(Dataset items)
━━━━━━━━━━━━━━━━━━━━
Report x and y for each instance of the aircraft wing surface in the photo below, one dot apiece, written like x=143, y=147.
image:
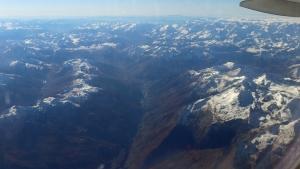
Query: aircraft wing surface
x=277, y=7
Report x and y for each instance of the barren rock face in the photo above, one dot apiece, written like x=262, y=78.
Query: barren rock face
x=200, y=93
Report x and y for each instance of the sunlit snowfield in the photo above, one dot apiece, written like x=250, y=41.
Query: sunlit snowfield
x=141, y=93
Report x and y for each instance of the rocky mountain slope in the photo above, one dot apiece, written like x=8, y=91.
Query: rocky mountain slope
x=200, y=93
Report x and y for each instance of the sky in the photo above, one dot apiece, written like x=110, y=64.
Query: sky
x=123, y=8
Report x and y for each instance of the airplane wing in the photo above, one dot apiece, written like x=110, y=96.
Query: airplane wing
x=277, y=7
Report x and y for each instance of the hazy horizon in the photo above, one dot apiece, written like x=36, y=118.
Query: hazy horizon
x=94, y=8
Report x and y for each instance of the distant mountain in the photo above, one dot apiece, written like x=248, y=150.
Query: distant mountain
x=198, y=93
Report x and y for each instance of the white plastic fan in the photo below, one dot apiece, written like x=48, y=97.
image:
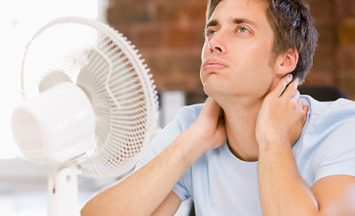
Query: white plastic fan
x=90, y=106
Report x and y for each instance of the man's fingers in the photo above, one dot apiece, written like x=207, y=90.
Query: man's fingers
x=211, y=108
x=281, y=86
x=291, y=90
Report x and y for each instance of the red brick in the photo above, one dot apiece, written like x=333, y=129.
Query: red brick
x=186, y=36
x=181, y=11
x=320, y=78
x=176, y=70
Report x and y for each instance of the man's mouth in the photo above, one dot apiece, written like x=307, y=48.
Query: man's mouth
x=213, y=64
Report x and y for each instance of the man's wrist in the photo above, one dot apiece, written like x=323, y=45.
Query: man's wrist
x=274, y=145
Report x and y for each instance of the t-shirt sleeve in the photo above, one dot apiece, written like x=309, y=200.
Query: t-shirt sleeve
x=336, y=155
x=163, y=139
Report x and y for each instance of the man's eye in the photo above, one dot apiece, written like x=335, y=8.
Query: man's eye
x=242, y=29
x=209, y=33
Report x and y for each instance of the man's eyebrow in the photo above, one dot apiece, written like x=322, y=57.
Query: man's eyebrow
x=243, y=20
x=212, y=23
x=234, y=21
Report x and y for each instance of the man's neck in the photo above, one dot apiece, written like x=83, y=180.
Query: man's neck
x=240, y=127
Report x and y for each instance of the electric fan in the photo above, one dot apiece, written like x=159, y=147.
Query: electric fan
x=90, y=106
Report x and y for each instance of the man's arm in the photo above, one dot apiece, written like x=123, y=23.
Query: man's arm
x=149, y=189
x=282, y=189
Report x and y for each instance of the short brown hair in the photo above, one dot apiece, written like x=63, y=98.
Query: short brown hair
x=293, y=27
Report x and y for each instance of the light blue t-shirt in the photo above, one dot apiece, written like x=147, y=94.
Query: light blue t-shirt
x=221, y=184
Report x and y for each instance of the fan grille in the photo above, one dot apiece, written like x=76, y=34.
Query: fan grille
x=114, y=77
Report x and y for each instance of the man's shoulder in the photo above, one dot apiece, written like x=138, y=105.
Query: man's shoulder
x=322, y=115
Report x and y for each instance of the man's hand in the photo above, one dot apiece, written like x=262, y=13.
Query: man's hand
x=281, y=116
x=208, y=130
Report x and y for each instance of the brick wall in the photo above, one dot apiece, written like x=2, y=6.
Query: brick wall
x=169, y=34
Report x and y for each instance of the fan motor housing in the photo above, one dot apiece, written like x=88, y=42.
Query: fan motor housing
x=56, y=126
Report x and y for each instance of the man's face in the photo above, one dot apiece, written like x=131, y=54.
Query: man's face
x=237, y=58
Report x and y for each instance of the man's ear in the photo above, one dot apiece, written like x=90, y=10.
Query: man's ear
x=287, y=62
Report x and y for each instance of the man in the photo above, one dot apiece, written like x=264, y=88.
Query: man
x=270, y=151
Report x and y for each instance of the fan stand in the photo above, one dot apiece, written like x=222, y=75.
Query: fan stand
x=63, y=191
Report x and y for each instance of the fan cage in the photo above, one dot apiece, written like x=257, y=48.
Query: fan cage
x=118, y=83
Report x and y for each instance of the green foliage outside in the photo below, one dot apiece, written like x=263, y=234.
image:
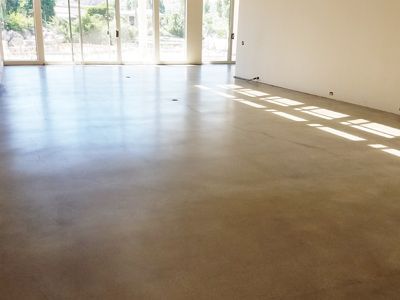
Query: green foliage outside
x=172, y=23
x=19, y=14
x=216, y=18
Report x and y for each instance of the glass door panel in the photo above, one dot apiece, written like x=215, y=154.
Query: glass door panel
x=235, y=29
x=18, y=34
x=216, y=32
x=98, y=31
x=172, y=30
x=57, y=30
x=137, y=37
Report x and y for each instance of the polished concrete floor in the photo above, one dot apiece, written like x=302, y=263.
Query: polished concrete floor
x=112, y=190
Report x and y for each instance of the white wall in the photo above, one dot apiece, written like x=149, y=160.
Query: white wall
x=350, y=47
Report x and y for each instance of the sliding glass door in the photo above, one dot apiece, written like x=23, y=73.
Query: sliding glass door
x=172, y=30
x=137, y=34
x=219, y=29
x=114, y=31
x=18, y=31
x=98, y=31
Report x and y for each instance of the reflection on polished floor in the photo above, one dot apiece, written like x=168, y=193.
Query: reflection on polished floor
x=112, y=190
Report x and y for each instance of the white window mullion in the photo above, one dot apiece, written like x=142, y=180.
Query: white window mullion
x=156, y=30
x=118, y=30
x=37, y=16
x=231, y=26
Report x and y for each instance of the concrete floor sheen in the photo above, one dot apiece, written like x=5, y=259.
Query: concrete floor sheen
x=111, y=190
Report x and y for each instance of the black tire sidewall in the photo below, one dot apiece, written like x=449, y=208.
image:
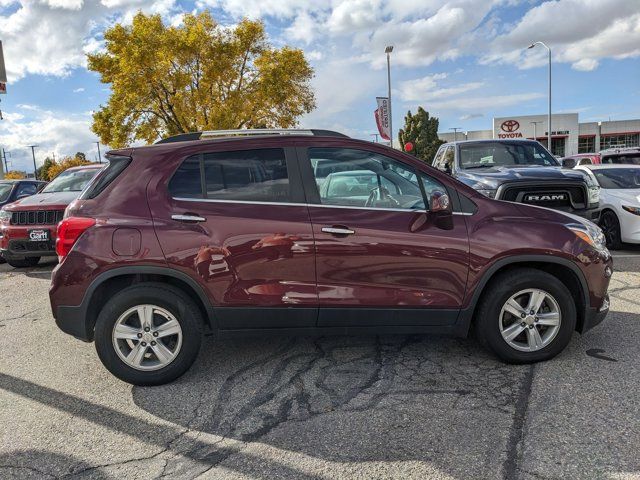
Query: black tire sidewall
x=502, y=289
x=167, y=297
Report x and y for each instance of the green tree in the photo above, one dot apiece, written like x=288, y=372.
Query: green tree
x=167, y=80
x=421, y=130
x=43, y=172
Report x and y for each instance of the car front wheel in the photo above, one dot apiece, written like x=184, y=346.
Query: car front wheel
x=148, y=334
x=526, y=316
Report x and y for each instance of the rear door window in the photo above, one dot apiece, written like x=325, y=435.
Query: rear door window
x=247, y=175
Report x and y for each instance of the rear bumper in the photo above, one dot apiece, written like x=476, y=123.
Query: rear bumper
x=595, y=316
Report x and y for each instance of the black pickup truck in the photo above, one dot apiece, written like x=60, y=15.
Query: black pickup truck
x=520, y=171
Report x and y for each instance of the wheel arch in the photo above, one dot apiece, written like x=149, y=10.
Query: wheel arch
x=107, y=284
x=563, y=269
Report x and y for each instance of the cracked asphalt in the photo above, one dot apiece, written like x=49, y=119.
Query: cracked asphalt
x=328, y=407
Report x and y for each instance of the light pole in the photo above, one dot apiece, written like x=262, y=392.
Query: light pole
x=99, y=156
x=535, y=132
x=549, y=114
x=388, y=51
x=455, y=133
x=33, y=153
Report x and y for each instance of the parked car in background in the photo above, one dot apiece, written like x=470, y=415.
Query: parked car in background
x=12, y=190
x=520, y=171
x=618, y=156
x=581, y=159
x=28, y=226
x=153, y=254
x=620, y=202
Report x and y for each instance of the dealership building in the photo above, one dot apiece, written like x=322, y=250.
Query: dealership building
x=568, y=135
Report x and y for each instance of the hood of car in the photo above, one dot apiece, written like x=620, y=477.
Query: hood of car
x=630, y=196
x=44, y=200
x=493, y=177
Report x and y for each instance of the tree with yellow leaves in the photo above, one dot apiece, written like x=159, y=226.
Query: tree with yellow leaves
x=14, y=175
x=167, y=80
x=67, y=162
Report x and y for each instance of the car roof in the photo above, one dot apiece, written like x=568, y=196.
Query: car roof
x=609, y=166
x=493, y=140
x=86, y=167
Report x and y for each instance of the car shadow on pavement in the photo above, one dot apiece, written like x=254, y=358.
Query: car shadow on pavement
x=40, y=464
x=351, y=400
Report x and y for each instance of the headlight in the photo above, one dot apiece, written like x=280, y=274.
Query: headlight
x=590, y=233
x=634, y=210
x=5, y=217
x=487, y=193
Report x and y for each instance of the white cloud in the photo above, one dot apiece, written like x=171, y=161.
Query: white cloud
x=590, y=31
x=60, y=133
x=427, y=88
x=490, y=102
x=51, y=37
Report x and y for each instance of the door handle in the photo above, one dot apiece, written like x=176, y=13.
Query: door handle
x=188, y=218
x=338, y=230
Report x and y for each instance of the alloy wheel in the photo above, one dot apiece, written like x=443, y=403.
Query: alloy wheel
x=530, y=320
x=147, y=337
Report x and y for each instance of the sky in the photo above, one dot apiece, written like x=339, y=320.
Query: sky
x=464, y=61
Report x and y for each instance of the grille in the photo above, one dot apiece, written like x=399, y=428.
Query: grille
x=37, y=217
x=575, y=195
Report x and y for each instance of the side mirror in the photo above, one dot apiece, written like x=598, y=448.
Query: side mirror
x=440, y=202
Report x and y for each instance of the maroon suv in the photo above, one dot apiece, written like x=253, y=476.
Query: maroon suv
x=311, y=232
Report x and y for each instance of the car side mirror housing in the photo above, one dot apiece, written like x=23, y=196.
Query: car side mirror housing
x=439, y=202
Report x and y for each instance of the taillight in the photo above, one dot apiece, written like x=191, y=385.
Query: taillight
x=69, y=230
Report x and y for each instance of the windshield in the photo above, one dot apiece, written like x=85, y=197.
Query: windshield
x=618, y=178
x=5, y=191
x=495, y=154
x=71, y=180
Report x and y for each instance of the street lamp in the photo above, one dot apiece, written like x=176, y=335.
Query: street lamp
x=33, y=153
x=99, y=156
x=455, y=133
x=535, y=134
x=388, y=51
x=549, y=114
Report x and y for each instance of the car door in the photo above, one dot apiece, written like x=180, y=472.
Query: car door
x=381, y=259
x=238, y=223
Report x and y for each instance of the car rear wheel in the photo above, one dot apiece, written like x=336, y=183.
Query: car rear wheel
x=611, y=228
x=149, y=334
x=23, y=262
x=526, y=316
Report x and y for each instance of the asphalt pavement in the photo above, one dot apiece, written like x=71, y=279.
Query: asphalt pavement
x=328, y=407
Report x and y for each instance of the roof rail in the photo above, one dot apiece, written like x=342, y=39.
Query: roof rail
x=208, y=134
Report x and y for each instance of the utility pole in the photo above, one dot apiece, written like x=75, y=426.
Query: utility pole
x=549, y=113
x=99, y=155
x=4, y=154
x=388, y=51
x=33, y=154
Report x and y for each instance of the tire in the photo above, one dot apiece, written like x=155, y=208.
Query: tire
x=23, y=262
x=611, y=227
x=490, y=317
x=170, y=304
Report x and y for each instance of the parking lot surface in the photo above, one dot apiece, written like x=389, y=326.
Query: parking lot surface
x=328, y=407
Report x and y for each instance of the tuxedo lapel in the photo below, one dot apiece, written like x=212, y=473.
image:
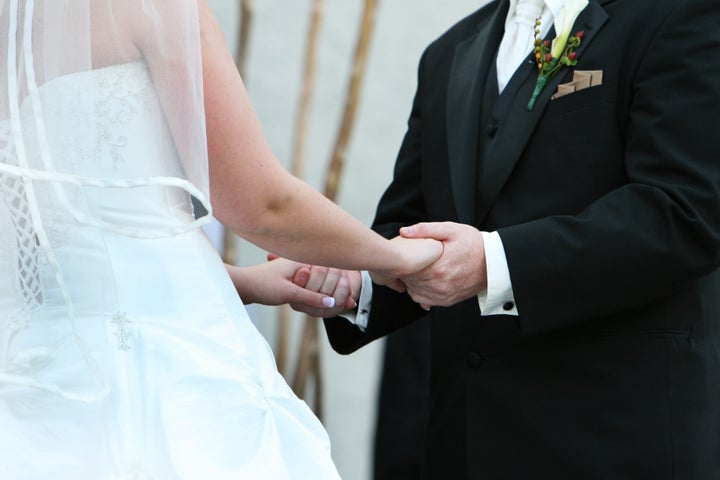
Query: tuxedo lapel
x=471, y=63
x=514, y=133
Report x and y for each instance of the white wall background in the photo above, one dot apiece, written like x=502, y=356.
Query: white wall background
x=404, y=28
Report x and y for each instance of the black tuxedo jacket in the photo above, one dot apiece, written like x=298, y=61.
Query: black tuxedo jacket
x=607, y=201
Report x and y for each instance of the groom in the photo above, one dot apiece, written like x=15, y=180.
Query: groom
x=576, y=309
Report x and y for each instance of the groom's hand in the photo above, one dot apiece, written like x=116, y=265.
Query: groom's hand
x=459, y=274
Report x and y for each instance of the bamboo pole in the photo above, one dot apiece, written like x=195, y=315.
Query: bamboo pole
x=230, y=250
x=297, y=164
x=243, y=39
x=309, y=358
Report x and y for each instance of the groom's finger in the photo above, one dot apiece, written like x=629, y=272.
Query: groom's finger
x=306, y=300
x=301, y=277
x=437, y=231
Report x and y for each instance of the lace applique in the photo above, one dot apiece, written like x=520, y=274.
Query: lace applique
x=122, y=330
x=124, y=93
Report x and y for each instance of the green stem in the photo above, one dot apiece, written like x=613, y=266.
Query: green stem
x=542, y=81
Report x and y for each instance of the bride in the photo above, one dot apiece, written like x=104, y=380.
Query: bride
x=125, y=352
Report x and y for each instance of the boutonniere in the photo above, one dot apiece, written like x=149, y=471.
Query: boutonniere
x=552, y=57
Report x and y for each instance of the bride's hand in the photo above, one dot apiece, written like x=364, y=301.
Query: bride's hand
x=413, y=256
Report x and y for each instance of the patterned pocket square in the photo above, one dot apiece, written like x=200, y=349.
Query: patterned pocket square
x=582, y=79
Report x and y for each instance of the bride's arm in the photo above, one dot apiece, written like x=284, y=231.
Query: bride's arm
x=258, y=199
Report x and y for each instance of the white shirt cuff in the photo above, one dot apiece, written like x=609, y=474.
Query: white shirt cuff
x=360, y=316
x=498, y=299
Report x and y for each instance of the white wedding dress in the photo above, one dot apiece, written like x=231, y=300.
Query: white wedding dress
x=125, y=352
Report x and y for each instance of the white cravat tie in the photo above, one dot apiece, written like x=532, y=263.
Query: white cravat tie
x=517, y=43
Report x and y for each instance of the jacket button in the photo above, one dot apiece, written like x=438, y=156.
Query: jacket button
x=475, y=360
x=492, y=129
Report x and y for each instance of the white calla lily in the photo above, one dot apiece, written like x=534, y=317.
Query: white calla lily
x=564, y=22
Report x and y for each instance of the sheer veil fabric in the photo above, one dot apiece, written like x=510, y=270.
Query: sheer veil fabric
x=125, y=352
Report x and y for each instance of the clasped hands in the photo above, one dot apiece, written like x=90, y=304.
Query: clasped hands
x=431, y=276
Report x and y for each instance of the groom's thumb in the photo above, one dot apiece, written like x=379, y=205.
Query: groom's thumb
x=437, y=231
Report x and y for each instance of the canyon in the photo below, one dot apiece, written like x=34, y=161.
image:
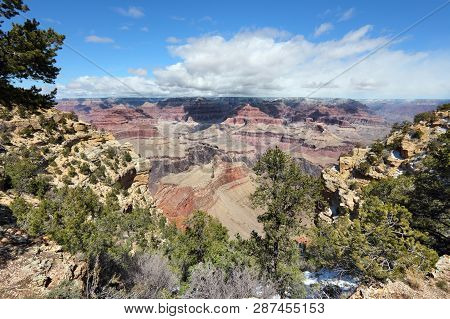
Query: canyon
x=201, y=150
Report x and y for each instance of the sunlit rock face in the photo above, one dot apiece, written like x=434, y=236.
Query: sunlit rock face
━━━━━━━━━━━━━━━━━━━━
# Task to complete
Reproduce the items from the line containing "Report x and y for each instance of the tree" through the line containing "x=439, y=202", including both ends and the requests. Offset every x and y coordinate in the answer points by -8, but leave the numbers in the requests unchanged.

# Completed task
Report x and y for each instance of the tree with yellow leaves in the photo above, one dot apiece, written like x=159, y=226.
Query: tree with yellow leaves
x=6, y=167
x=159, y=72
x=59, y=154
Report x and y for each instance of the car roof in the photo above, one dot apiece, written like x=568, y=196.
Query: car roof
x=601, y=158
x=485, y=132
x=78, y=159
Report x and y for each instance of the car shadow on pavement in the photo above, one dot apiece, written like x=254, y=358.
Query: car shadow on pavement
x=32, y=456
x=343, y=392
Report x and y for each instance of the headlight in the photo above, one dot apiece, written like x=280, y=274.
Query: headlight
x=582, y=225
x=626, y=202
x=-3, y=209
x=479, y=185
Report x and y for each instance of the white cloud in the photo above, one dot apiece, written like x=171, y=161.
Query: white cloud
x=582, y=23
x=52, y=125
x=419, y=80
x=482, y=94
x=43, y=29
Report x and y for each instance of the door handle in the photo above, one dot apiece, written like x=176, y=13.
Query: door handle
x=180, y=210
x=330, y=222
Report x and y for each instance of the alloy wheel in the photo above, one dot apiece, written like x=443, y=403.
Query: alloy wheel
x=522, y=312
x=139, y=329
Report x and y for each instance of the sky in the photo above, one dot apiece, written like x=339, y=320.
Query: sky
x=456, y=53
Report x and y for each instance of the grille in the photo above, one dot apiece, written like x=399, y=428.
Query: grille
x=29, y=209
x=567, y=187
Report x and y for each instance of the side mirror in the photo above, one dot apiece, written like x=598, y=448.
Query: side mirror
x=432, y=194
Report x and y for each instance of the maroon suv in the photo above, one dot apiece, written like x=253, y=476.
Query: maroon suv
x=303, y=224
Report x and y for each instance of the car side mirror housing in the photo above, one dot apiece, written like x=23, y=196.
Query: car side mirror housing
x=431, y=194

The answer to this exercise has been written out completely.